# ACTIVITY
Reproduce the full text below on smart contract guessing games, word for word.

# DOCUMENT EXTRACT
━━━━━━

We're realizing this right now in the context of adversarial code with Meltdown/Spectre and Rowhammer. I think this is a similar but even worse situation.
> Alice’s commit transaction needs to specify some block height after which further guesses are ignored, and then publish the “reveal” message some (safe) number of blocks after this.
I think this is unsafe as well. Noted that since everyone can verify the real answer, there is no point for Alice to reveal it. As a result, as soon as anyone submits the correct answer, the miners can cheat and replace the answer as their own.
After some degree of thinking, I find that it is quite difficult to design a secure smart contract such guessing game. I haven’t find a way can fulfill all following security properties: (a) the Alice has to pay for the first person who finds the correct answer; (b) that person can only collect reward after showing the the correct answer; and (c) the miner cannot cheat.
I wonder if anyone has a solution for the above problem. Also, if such solution exists, we can actually use it to implement the RSA challenge [1] in smart contract.

━━━━━━

Collection entries:

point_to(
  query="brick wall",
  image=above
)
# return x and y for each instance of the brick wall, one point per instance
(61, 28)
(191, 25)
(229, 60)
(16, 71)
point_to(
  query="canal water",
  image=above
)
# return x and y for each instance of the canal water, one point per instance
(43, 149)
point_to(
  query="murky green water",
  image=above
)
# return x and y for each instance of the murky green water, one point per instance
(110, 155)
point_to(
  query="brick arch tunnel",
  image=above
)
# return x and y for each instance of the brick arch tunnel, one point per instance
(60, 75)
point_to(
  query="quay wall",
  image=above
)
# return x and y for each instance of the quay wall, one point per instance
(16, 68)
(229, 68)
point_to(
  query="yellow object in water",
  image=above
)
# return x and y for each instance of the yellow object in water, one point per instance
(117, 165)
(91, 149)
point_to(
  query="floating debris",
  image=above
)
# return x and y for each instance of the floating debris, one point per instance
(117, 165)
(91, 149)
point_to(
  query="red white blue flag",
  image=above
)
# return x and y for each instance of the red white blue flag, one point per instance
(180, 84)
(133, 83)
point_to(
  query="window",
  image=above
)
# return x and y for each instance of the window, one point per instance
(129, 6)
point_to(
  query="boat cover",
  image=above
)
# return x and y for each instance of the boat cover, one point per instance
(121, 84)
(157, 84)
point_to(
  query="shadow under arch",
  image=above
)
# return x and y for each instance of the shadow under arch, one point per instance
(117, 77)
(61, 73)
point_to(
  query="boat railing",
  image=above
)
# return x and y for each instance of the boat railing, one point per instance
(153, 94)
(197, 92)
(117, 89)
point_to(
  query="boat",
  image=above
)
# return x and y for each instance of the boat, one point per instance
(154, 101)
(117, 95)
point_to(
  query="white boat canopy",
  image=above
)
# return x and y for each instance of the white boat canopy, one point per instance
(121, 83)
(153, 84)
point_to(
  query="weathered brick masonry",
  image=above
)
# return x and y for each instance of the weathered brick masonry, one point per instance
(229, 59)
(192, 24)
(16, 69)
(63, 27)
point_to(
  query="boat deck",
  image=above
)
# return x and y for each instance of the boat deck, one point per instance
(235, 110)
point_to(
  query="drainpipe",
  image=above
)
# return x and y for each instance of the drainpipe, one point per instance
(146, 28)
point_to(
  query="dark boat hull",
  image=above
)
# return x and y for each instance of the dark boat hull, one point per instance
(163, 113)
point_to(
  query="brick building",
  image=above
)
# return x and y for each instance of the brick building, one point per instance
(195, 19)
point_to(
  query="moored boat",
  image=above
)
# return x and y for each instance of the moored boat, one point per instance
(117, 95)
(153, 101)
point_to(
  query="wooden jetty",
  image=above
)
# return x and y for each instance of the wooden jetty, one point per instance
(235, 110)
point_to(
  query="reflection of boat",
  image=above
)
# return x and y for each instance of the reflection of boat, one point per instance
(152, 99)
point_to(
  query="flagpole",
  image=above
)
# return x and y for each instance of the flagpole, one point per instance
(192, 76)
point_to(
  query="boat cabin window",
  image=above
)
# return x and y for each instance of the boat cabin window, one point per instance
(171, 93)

━━━━━━

# SOLUTION TO THIS PROBLEM
We're realizing this right now in the context of adversarial code with Meltdown/Spectre and Rowhammer. I think this is a similar but even worse situation.
> Alice’s commit transaction needs to specify some block height after which further guesses are ignored, and then publish the “reveal” message some (safe) number of blocks after this.
I think this is unsafe as well. Noted that since everyone can verify the real answer, there is no point for Alice to reveal it. As a result, as soon as anyone submits the correct answer, the miners can cheat and replace the answer as their own.
After some degree of thinking, I find that it is quite difficult to design a secure smart contract such guessing game. I haven’t find a way can fulfill all following security properties: (a) the Alice has to pay for the first person who finds the correct answer; (b) that person can only collect reward after showing the the correct answer; and (c) the miner cannot cheat.
I wonder if anyone has a solution for the above problem. Also, if such solution exists, we can actually use it to implement the RSA challenge [1] in smart contract.